**DOKUMENTTEXT**
/---

Rz. 157
Zitat
SGB X § 116 Abs. 6 a.F.; VVG § 116 Abs. 1; BGB § 426 Abs. 1
Dem Übergang des Direktanspruchs des Geschädigten gegen den Kfz-Haftpflichtversicherer des schädigenden Fahrzeugführers auf den Sozialversicherungsträger stand auch unter Berücksichtigung der Vorschrift des § 116 Abs. 1 VVG das Familienprivileg des § 116 Abs. 6 SGB X aF entgegen.
Der Anspruch gegen den nicht dem Familienprivileg unterfallenden Fahrzeughalter konnte vom Sozialversicherungsträger nach den Grundsätzen der gestörten Gesamtschuld gegenüber dem Kfz-Haftpflichtversicherer aufgrund seiner Akzessorietät nicht geltend gemacht werden, weil im Innenverhältnis zwischen Halter und Fahrzeugführer der letztere allein für die Unfallfolgen einzustehen hatte.
a) Der Fall
Rz. 158
Die Klägerinnen, eine gesetzliche Krankenversicherung und eine Pflegekasse, nahmen den beklagten Kraftfahrzeughaftpflichtversicherer aus übergegangenem Recht ihres Versicherten J. auf Ersatz materiellen Schadens in Anspruch.
Rz. 159
Der zum damaligen Zeitpunkt 1 ½-jährige J. saß am 15.2.2016 als Beifahrer in einem von seiner Mutter gelenkten Pkw, dessen Halterin seine Großmutter und dessen Haftpflichtversicherer die Beklagte war. Das Fahrzeug geriet bei einem Bremsvorgang ins Schleudern, die Fahrerin verlor die Kontrolle über das Fahrzeug und es kam zu einer frontalen Kollision mit einem entgegenkommenden Lkw. Der Unfall ist von der Fahrerin allein verursacht worden. J. wurde dabei sehr schwer verletzt. Zum Unfallzeitpunkt lebte er in häuslicher Gemeinschaft mit seiner Mutter.

\---

**ROHDATEN**
/---

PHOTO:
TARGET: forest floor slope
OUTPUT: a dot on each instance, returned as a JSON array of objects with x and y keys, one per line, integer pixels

\---

**AUFGABENSTELLUNG**
(1) Wer war laut Dokumenttext die Halterin des Pkw, in dem J. verunglückte?
(2) Zähle alle gesetzlichen Vorschriften auf, die im Dokumenttext in der Zeile direkt unter „Zitat“ angeführt werden.
(3) Kopiere aus dem Dokumenttext wortgetreu den Abschnitt von „Der Anspruch gegen“ bis „Unfallfolgen einzustehen hatte.“.

**ANTWORTEN JE AUFGABE**
(1) Die Halterin war die Großmutter von J.

(2) SGB X § 116 Abs. 6 a.F.; VVG § 116 Abs. 1; BGB § 426 Abs. 1

(3)
Der Anspruch gegen den nicht dem Familienprivileg unterfallenden Fahrzeughalter konnte vom Sozialversicherungsträger nach den Grundsätzen der gestörten Gesamtschuld gegenüber dem Kfz-Haftpflichtversicherer aufgrund seiner Akzessorietät nicht geltend gemacht werden, weil im Innenverhältnis zwischen Halter und Fahrzeugführer der letztere allein für die Unfallfolgen einzustehen hatte.